To do> Return the passage on the arXiv debate verbatim, everything from "The debate continues." down to "the whole issue.".

Selected excerpt>
This argument seemed to resonate with many on the twitter-verse, though there was equally some blowback, and he followed up with some clarifications. More significantly, Yann LeCun swung back, not only defending arXiv for its significant contribution to open research in the field, but also criticizing Yoav for being overly defensive about his own field. Yann himself has had previous experience dealing with domains that are adversarial to newcomers, and sees Yoav as echoing that sentiment for criticizing the quickly iterative, if noisy, research paradigm in deep learning today.

The debate continues. Yoav responds defending his particular arguments against the abuse of arXiv. Others interjected (a little unrelatedly) by thoughtfully adding their history of language models, responding to Yoav's paper criticisms, and generally coming around to a balanced view on the whole issue.

Stored data>
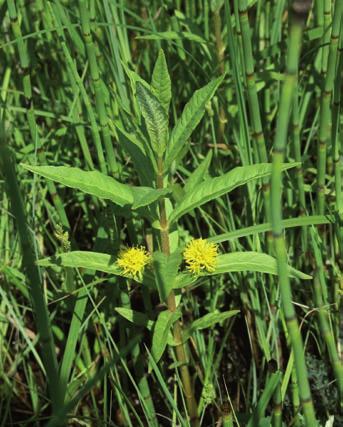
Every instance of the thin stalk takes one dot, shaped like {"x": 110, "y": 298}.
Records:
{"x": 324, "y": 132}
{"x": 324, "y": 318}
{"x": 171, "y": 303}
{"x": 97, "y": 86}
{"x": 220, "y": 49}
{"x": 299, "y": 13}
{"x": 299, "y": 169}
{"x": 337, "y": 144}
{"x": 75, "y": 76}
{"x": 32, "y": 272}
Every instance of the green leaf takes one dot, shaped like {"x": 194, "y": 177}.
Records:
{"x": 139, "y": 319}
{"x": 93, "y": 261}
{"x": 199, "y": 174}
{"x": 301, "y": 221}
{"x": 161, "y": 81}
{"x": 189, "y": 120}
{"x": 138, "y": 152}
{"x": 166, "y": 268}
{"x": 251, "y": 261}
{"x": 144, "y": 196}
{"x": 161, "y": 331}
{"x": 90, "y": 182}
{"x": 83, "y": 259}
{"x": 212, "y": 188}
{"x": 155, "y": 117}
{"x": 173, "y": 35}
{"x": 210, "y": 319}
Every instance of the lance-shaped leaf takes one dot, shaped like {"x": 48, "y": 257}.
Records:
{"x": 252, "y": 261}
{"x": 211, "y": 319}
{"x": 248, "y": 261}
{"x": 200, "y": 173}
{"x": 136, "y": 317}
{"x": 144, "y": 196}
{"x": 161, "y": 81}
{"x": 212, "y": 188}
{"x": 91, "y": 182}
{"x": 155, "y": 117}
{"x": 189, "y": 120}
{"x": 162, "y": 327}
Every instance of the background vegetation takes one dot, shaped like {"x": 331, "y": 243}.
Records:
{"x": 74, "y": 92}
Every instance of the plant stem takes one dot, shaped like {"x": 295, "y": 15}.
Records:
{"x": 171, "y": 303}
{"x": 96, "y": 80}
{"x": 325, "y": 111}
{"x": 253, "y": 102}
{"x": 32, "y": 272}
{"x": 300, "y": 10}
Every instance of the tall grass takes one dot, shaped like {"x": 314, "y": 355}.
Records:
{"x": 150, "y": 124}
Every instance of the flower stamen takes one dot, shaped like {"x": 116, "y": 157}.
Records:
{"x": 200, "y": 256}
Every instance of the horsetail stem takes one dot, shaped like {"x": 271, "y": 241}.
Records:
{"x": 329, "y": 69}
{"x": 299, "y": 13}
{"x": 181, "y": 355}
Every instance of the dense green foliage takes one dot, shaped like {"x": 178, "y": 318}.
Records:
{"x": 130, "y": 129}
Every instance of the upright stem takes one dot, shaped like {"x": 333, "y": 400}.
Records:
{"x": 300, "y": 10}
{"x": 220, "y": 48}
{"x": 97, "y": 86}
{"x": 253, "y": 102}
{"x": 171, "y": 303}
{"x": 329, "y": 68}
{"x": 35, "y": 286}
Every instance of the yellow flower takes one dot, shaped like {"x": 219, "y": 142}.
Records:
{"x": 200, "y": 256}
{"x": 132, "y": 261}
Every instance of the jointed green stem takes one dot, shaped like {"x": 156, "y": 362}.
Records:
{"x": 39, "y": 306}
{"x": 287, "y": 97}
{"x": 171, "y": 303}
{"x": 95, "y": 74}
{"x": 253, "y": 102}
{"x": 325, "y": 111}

--

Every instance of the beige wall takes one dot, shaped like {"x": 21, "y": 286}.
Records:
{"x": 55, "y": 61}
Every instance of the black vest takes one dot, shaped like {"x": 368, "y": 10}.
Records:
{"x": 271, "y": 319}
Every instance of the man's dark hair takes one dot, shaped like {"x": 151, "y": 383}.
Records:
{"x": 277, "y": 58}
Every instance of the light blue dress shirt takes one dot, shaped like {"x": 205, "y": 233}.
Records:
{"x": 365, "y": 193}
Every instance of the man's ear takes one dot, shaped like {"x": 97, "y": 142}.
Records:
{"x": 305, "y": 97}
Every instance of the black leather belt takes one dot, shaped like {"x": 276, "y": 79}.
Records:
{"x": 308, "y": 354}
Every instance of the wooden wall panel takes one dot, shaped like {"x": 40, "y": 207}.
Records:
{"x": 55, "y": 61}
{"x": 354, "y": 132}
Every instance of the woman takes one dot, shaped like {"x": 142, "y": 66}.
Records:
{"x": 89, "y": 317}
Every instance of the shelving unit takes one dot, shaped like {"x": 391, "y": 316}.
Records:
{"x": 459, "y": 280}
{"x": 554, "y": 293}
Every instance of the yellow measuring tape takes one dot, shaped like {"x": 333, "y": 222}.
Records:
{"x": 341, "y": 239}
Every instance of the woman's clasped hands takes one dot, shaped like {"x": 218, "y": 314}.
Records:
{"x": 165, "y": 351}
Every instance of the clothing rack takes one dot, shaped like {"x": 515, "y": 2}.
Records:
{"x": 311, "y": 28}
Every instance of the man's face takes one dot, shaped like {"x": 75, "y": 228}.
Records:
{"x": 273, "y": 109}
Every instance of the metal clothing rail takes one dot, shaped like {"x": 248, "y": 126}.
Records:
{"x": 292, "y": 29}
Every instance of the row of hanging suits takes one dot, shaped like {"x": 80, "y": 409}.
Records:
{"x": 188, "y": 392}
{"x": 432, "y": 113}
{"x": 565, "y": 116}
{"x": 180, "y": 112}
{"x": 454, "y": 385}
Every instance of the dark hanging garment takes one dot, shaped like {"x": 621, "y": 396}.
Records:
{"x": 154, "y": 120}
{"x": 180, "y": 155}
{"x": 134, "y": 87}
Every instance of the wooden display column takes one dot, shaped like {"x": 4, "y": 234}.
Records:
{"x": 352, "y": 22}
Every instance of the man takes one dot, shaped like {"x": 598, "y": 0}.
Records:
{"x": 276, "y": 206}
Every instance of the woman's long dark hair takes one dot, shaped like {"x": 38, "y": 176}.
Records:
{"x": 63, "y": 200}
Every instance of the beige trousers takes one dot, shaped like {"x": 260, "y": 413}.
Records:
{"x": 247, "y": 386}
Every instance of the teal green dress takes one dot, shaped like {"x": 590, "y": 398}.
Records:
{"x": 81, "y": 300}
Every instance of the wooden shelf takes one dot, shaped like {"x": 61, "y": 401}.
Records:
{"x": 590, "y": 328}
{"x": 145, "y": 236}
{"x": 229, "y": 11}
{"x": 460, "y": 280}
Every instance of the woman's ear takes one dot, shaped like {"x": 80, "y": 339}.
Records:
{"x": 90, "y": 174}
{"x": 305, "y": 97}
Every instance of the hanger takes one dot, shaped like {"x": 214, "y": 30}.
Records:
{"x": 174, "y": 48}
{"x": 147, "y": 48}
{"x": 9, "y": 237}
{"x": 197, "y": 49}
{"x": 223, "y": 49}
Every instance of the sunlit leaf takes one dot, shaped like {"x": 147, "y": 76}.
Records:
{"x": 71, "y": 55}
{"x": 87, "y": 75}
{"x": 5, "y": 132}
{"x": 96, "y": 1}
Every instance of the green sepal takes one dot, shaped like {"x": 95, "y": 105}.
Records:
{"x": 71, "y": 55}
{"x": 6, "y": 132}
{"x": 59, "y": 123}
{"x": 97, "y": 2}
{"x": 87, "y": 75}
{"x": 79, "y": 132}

==

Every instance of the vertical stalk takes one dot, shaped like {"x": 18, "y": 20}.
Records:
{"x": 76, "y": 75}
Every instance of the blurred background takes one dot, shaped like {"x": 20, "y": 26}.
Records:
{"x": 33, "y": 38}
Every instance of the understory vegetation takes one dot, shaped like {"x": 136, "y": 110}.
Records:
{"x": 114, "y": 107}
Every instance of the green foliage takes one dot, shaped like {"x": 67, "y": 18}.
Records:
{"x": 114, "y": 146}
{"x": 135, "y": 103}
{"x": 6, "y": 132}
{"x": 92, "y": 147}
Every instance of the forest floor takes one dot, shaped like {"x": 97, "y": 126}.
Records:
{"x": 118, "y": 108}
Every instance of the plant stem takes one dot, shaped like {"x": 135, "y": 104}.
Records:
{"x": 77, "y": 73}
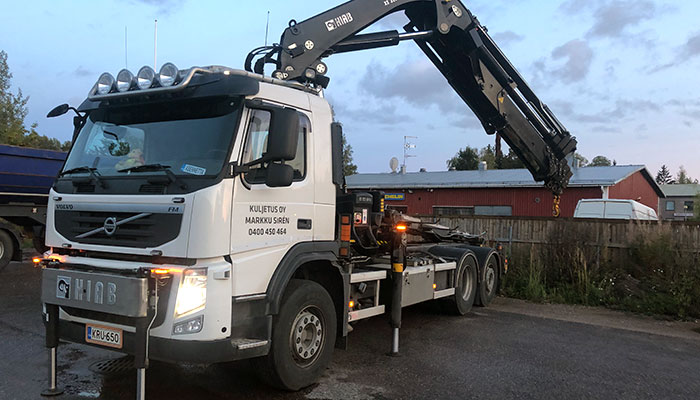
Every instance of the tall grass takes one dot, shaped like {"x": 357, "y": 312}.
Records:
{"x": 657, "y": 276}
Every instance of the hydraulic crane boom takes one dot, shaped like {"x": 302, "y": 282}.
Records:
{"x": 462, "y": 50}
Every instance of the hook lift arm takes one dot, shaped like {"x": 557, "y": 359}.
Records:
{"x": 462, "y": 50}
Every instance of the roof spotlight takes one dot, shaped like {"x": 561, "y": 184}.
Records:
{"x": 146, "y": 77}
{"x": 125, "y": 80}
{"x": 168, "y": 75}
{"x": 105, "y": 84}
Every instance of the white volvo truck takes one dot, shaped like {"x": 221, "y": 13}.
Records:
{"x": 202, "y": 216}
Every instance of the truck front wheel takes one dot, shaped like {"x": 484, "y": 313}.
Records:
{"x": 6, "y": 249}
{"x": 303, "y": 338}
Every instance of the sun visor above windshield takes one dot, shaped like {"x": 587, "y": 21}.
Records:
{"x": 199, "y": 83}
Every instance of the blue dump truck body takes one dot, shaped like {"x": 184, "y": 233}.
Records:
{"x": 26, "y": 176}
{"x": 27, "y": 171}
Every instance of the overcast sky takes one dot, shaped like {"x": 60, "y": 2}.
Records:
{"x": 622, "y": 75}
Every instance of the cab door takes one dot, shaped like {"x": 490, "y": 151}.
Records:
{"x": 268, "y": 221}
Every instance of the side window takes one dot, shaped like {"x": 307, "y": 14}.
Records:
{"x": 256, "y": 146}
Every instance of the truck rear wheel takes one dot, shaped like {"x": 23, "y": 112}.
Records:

Written reply>
The debate continues. Yoav responds defending his particular arguments against the abuse of arXiv. Others interjected (a little unrelatedly) by thoughtfully adding their history of language models, responding to Yoav's paper criticisms, and generally coming around to a balanced view on the whole issue.